* [Source extract]
A new real estate strategy is emerging in real estate markets hardest hit by falling  home prices and rising foreclosures. This strategy has been called “Buy and Bail”. The Wall Street Journal article Some Buy a New Home To Bail On The Old gives a good description of the Buy and Bail process. Fortunately, the Pensacola Real Estate market was not hit as hard as other Florida markets by the recent drastic price declines in property values.

Buy and Bail is a very simple strategy, but also very sketchy. Basically, a homeowner who paid a lot for a home when the market was at peak levels now decides to buy another home at a much lower market value and walk away from the original home, leaving the lender holding the bag.

Here is a brief example of the process. Foreclosure_next_Exit_Sign

Bill borrowed money to buy a $400,000 home at the heightof the market. That home is now worth only $200,000 fair market value.

Bill feels cheated by this down real estate market and wants out of the $400,000 mortgage.

Bill has good credit and some cash reserves.

Bill buys a comparable home for only $200,000 in the down real estate market.

Bill walks away from the home with $400,000 mortgage and leaves the bank to foreclose on the property.

Bill’s credit is damaged, and the bank stands to lose over $200,000 on the deal.

Mortgage Fraud?

Many lenders and real estate agents call this mortgage fraud. The homeowners are taking advantage of mortgage-lending practices that allow them to buy a new primary residence before their existing residence has been sold.

In some cases real estate agents and brokers are actually participating in this process. They are coaching homeowners through the buy-and-bail process.  “It’s just a business decision,” says Linda Caoili, a Sacramento real-estate agent who has worked with people who are considering walking away from their mortgages. “If you’re upside-down $250,000, why would you keep it? It just doesn’t make sense.”

In this situation, some homeowners opt to ‘buy and bail’. These owners are using their good credit rating to buy a second home at a lower price, assuring the lender they’ll rent out their first home. Then they just walk away from the first home, and leave the lender holding the bag.

* [Provided information]
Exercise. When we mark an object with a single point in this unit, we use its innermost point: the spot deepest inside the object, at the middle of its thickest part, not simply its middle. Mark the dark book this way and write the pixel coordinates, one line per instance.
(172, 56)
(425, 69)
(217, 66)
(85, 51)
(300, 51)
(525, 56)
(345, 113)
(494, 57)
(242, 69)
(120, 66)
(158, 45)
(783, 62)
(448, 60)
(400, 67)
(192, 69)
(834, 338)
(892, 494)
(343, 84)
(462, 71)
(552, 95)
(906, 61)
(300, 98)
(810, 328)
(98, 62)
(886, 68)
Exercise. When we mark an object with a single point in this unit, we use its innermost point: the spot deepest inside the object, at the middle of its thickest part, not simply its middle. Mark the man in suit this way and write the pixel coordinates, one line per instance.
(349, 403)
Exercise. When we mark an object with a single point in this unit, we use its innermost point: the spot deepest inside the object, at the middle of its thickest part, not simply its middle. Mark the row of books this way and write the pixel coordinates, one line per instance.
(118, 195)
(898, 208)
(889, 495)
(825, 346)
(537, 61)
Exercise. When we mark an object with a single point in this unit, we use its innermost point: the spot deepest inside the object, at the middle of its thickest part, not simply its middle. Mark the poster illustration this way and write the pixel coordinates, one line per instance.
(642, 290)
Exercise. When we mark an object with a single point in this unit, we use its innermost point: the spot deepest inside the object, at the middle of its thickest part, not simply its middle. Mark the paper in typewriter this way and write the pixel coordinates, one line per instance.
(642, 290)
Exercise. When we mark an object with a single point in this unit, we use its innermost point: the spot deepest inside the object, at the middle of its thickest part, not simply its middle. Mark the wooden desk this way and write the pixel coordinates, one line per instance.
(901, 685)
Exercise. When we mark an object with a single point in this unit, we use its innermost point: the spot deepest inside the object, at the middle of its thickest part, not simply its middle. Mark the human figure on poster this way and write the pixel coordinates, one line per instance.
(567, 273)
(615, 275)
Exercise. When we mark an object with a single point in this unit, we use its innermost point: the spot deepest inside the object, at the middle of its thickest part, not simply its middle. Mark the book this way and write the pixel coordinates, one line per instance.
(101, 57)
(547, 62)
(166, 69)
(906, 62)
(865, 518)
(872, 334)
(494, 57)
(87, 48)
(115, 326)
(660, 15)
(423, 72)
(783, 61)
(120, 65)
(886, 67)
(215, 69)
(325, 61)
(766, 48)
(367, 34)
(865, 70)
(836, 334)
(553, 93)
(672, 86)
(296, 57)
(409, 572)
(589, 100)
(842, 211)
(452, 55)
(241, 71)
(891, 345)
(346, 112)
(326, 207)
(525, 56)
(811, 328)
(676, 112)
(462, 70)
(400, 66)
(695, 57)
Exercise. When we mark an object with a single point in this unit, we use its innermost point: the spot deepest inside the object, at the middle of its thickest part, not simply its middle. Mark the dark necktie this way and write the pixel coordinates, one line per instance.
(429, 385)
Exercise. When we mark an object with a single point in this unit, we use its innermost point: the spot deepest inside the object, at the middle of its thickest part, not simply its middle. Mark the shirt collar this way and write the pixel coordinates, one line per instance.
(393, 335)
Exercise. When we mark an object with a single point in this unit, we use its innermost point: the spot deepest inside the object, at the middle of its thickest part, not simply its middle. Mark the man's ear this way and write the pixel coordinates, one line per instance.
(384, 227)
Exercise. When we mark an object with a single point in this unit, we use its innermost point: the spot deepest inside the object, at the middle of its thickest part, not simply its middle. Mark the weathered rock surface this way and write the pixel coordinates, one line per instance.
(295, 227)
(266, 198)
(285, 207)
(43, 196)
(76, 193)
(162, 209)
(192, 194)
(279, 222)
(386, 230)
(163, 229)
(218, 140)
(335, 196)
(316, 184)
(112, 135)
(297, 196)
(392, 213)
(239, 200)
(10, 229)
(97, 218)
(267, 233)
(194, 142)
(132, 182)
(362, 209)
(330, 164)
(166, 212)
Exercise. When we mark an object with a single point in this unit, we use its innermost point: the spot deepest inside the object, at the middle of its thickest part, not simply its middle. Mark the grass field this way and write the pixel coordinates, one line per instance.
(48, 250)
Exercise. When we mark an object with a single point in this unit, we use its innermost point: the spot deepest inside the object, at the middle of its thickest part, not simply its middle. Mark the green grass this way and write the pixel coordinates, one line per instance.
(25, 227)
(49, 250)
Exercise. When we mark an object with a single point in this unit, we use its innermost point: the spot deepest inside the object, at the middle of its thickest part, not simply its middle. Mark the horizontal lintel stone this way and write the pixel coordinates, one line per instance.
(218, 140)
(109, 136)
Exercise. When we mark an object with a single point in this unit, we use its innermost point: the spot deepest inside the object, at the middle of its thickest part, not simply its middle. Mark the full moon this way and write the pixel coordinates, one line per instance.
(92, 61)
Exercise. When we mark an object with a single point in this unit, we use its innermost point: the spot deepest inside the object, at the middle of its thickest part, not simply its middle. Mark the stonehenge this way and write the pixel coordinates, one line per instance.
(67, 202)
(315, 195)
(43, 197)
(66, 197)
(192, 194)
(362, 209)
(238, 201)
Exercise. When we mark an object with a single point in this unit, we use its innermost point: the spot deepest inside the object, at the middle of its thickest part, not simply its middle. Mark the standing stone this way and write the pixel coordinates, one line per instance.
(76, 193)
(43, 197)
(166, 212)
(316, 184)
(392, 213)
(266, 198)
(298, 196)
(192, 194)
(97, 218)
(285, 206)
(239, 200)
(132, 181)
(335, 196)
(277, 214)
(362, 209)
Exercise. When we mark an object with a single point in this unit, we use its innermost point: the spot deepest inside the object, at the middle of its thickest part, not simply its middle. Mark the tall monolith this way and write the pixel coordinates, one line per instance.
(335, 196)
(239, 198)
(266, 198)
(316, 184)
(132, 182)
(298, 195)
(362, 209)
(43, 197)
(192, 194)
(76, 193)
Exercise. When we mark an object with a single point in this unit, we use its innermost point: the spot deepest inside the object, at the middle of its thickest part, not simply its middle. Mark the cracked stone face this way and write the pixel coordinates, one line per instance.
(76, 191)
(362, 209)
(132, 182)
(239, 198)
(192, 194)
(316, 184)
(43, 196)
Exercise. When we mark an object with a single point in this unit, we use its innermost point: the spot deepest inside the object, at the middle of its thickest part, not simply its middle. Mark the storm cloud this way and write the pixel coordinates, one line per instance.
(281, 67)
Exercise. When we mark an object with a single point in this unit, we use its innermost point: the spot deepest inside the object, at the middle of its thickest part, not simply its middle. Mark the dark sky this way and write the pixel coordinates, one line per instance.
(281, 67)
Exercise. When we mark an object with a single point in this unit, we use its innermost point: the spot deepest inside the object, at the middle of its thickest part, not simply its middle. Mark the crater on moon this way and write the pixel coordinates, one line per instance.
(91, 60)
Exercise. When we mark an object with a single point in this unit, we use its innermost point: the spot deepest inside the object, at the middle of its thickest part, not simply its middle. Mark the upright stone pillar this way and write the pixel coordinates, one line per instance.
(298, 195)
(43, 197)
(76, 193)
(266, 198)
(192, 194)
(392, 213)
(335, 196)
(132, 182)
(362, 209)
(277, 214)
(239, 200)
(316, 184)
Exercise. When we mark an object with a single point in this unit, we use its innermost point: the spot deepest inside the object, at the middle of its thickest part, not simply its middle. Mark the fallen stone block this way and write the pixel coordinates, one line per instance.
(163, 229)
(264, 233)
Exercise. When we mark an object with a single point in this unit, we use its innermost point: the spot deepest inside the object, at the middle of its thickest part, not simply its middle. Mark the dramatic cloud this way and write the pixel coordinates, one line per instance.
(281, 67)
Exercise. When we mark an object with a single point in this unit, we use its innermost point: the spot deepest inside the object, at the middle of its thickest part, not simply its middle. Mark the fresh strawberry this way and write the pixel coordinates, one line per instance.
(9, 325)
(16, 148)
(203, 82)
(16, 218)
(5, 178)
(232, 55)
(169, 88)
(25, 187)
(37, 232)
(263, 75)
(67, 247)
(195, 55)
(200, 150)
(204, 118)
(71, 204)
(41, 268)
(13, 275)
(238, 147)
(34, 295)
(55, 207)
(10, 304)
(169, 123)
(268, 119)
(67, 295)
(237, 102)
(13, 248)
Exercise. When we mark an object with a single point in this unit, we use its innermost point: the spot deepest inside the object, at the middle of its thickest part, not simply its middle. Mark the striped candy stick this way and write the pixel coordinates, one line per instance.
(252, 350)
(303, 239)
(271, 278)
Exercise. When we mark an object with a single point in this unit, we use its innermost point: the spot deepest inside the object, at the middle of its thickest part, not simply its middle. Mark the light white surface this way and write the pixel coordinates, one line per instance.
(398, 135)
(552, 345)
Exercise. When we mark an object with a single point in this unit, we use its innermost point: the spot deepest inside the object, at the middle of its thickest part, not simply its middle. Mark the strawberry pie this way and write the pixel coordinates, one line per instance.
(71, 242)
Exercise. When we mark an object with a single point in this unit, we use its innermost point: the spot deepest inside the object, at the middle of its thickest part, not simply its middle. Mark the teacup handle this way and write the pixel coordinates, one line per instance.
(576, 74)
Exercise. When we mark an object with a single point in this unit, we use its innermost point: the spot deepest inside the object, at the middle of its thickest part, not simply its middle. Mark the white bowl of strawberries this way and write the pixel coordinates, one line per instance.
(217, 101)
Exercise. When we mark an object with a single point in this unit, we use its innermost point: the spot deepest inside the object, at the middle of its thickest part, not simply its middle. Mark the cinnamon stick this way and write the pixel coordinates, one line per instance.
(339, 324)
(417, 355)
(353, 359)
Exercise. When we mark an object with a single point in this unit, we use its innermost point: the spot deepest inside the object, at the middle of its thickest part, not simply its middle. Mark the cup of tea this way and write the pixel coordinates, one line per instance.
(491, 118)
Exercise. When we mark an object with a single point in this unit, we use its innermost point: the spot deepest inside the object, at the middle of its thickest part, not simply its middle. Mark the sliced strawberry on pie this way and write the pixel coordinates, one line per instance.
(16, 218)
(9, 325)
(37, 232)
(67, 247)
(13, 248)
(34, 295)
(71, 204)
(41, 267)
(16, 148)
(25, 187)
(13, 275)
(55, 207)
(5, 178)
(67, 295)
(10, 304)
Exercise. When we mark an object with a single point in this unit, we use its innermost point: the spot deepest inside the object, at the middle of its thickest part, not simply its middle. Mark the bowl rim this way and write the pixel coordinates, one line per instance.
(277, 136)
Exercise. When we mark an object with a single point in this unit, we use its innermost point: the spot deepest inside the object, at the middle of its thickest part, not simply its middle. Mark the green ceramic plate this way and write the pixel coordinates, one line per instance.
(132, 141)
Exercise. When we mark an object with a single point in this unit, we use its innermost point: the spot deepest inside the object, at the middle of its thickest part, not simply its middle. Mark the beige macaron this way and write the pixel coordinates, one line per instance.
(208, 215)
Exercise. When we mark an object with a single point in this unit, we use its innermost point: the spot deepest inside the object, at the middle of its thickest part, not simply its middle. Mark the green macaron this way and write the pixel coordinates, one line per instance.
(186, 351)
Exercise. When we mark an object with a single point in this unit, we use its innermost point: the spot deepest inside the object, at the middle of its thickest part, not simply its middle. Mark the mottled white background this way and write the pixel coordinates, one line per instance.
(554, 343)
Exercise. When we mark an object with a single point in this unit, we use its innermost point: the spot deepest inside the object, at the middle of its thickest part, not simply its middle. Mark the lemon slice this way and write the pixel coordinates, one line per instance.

* [Goals]
1. In the buy-and-bail text, what is Linda Caoili's occupation and where is she based?
2. Reproduce the buy-and-bail text word for word, covering everything from "Bill buys a" down to "has been sold.".
3. Proceed with the buy-and-bail text, picking up right after its last sentence.
The data was gathered from a separate source and has no connection to the buy-and-bail text.

* [Outputs for the tasks]
1. She is a real-estate agent in Sacramento.

2.
Bill buys a comparable home for only $200,000 in the down real estate market.

Bill walks away from the home with $400,000 mortgage and leaves the bank to foreclose on the property.

Bill’s credit is damaged, and the bank stands to lose over $200,000 on the deal.

Mortgage Fraud?

Many lenders and real estate agents call this mortgage fraud. The homeowners are taking advantage of mortgage-lending practices that allow them to buy a new primary residence before their existing residence has been sold.

3.
To be sure, walking away from a mortgage, even if legal, has plenty of drawbacks:

Borrowers lose the ability to take out unsecured loans, since foreclosures can stay on a credit report for seven years.

In some states, lenders can sue for assets, including a new house.

Here Comes Uncle Sam

Now the government intends to step in and put an end to “buy and bail”. Under revised Fannie Mae guidelines, loan applicants who claim they will rent out their first home will have to produce supporting evidence, including an executed lease agreement. Borrowers also will have to prove that they can pay the mortgage, property taxes and insurance for both residences. The guidelines will make an exception only for borrowers who have at least 30 percent equity in their current home.
Fannie Mae, the government-sponsored mortgage underwriter, recently revised the amount of time borrowers with a foreclosure must wait to receive a home loan to five years from four. Proposed Fannie Mae guidelines, which could take effect later this month, also would require those borrowers to make a 10% down payment and meet a minimum credit score after the five-year period.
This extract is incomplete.